**Exercise task**. Pictures do not belong in the copy, so please give every entry below again exactly.

(Labeled region records)
* * * * *
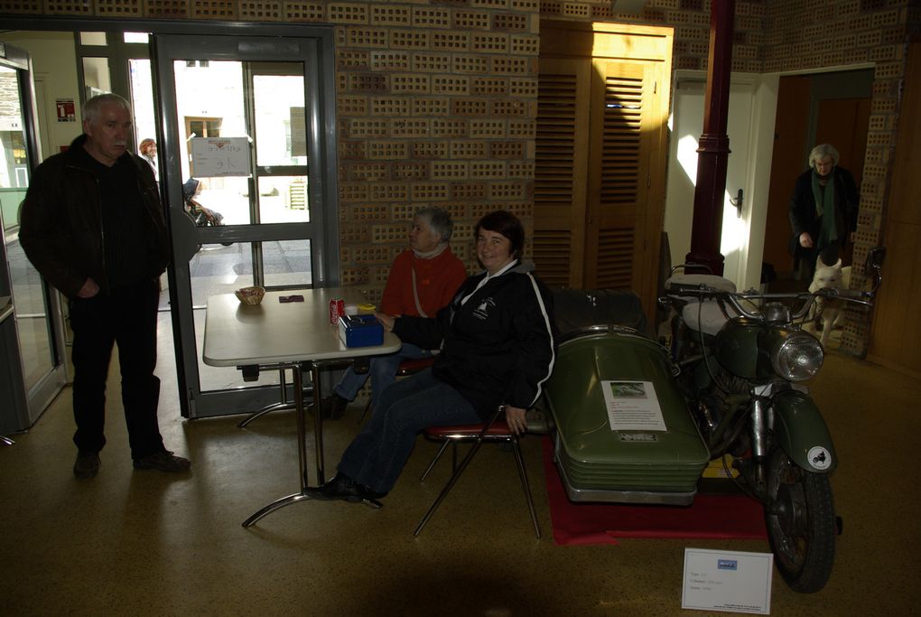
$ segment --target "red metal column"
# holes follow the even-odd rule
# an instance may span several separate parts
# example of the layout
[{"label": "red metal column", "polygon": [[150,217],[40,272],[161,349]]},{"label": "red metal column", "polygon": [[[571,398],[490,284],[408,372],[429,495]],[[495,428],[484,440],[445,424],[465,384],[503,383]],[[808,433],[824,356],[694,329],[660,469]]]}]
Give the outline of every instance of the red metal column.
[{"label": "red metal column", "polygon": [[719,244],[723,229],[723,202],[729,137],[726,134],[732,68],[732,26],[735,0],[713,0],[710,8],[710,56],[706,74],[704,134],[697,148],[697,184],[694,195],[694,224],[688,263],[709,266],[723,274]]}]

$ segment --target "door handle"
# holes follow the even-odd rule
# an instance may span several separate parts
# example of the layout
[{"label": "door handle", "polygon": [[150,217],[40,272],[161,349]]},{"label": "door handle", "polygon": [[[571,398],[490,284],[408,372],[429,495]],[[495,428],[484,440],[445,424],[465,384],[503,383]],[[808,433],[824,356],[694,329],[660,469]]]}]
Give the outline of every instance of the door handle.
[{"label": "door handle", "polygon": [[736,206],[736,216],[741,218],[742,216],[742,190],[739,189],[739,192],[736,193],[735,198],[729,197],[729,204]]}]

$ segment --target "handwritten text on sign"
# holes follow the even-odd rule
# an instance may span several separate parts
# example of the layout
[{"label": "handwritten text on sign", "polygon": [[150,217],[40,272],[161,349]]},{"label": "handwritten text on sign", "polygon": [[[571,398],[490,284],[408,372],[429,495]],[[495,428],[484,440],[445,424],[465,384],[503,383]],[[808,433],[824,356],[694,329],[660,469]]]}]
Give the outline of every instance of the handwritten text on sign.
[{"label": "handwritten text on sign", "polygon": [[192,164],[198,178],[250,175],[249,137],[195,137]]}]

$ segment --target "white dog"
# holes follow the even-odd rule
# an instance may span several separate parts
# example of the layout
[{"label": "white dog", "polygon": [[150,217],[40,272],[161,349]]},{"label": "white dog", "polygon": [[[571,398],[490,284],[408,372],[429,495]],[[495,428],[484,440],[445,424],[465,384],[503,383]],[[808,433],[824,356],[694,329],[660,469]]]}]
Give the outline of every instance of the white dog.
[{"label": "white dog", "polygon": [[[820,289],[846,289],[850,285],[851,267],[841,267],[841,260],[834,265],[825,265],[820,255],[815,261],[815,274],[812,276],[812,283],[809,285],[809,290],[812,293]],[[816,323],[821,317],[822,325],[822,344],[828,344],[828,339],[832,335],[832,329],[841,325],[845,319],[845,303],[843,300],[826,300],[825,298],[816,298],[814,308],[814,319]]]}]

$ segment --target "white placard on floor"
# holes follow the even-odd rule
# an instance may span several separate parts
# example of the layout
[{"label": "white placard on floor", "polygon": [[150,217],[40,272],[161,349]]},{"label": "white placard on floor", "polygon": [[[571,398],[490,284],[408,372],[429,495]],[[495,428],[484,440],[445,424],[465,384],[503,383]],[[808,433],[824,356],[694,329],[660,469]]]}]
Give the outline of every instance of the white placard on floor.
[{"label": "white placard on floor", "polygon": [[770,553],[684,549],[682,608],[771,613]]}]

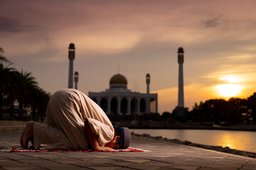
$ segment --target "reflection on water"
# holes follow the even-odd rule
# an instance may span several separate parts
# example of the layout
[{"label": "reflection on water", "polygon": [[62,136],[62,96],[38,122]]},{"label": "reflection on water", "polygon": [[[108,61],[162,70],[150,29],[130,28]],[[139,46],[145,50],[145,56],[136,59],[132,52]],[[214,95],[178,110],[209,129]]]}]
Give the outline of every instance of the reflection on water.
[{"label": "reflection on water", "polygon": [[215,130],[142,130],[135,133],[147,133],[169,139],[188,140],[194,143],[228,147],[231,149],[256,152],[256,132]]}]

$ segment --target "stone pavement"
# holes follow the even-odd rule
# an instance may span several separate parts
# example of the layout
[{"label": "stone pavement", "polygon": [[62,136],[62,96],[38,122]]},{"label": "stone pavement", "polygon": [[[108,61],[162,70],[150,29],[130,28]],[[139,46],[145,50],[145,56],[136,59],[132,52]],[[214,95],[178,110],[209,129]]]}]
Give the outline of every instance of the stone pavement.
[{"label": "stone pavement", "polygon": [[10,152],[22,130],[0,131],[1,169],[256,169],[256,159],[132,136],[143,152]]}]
* * * * *
**Correct answer**.
$ segment --target "red metal column"
# holes follow the even-odd rule
# an instance may span several separate parts
# example of the layout
[{"label": "red metal column", "polygon": [[150,217],[40,272],[161,349]]},{"label": "red metal column", "polygon": [[[571,398],[490,284],[408,372],[429,495]],[[495,428],[484,440],[445,424],[465,384],[503,383]],[[808,433],[824,356],[694,329],[660,469]]]}]
Give the outline of every instance of the red metal column.
[{"label": "red metal column", "polygon": [[719,244],[723,229],[723,202],[729,137],[726,134],[732,68],[732,26],[735,0],[713,0],[710,8],[710,56],[706,74],[704,134],[697,148],[697,184],[694,195],[694,224],[688,263],[709,266],[723,274]]}]

$ segment --target "door handle"
# holes follow the even-odd rule
# an instance may span several separate parts
# example of the layout
[{"label": "door handle", "polygon": [[150,217],[40,272],[161,349]]},{"label": "door handle", "polygon": [[[571,398],[490,284],[408,372],[429,495]],[[495,428],[484,440],[445,424],[465,384],[503,383]],[[808,433],[824,356],[694,329],[660,469]]]}]
Give the outline of every instance of the door handle.
[{"label": "door handle", "polygon": [[736,206],[736,216],[741,218],[742,216],[742,190],[739,189],[739,192],[736,193],[735,198],[729,197],[729,204]]}]

$ segment --target "handwritten text on sign"
# holes follow the even-odd rule
# an instance may span several separate parts
# example of the layout
[{"label": "handwritten text on sign", "polygon": [[150,217],[40,272],[161,349]]},{"label": "handwritten text on sign", "polygon": [[[571,398],[490,284],[408,372],[429,495]],[[495,428],[484,440],[445,424],[465,384],[503,383]],[[808,433],[824,356],[694,329],[660,469]]]}]
Give the outline of every instance of the handwritten text on sign.
[{"label": "handwritten text on sign", "polygon": [[192,164],[198,178],[250,175],[249,137],[195,137]]}]

$ segment --target "white dog"
# holes follow the even-odd rule
# an instance may span several separate parts
# example of the layout
[{"label": "white dog", "polygon": [[150,217],[40,272],[161,349]]},{"label": "white dog", "polygon": [[[571,398],[490,284],[408,372],[429,495]],[[495,428],[484,440],[445,424],[465,384],[503,383]],[[808,433],[824,356],[694,329],[660,469]]]}]
Give the outline of every instance of the white dog.
[{"label": "white dog", "polygon": [[[820,289],[846,289],[850,285],[851,267],[841,267],[841,260],[834,265],[825,265],[820,255],[815,261],[815,274],[812,276],[812,283],[809,285],[809,290],[812,293]],[[816,323],[821,317],[822,325],[822,344],[828,344],[828,339],[832,335],[832,329],[841,325],[845,319],[845,303],[843,300],[826,300],[825,298],[816,298],[814,308],[814,319]]]}]

$ segment --target "white placard on floor"
# holes follow the even-odd rule
# an instance may span several separate parts
# example of the layout
[{"label": "white placard on floor", "polygon": [[150,217],[40,272],[161,349]]},{"label": "white placard on floor", "polygon": [[[571,398],[490,284],[408,372],[429,495]],[[495,428],[484,440],[445,424],[465,384],[503,383]],[[808,433],[824,356],[694,329],[660,469]]]}]
Give the outline of every instance of the white placard on floor.
[{"label": "white placard on floor", "polygon": [[770,553],[684,549],[682,608],[771,613]]}]

$ segment --target "reflection on water"
# holes follow the even-odd rule
# an instance may span several separate parts
# example of the layout
[{"label": "reflection on water", "polygon": [[62,136],[62,96],[38,122]]},{"label": "reflection on water", "polygon": [[[108,61],[162,70],[150,29],[130,28]],[[139,46],[145,50],[145,56],[136,59],[132,52]],[[214,95],[178,110],[209,129]]]}]
Give the outline of every instance of the reflection on water.
[{"label": "reflection on water", "polygon": [[215,130],[142,130],[135,133],[147,133],[169,139],[188,140],[194,143],[228,147],[231,149],[256,152],[256,132]]}]

$ segment --target "stone pavement"
# holes follow the even-odd rule
# an instance may span several separate parts
# example of the layout
[{"label": "stone pavement", "polygon": [[62,136],[62,96],[38,122]]},{"label": "stone pavement", "polygon": [[[108,61],[162,70],[150,29],[130,28]],[[139,46],[145,50],[145,56],[136,59],[132,52]],[[214,95],[178,110],[209,129]]]}]
Give the outline of every instance of the stone pavement.
[{"label": "stone pavement", "polygon": [[10,152],[22,130],[0,131],[1,169],[256,169],[256,159],[132,136],[143,152]]}]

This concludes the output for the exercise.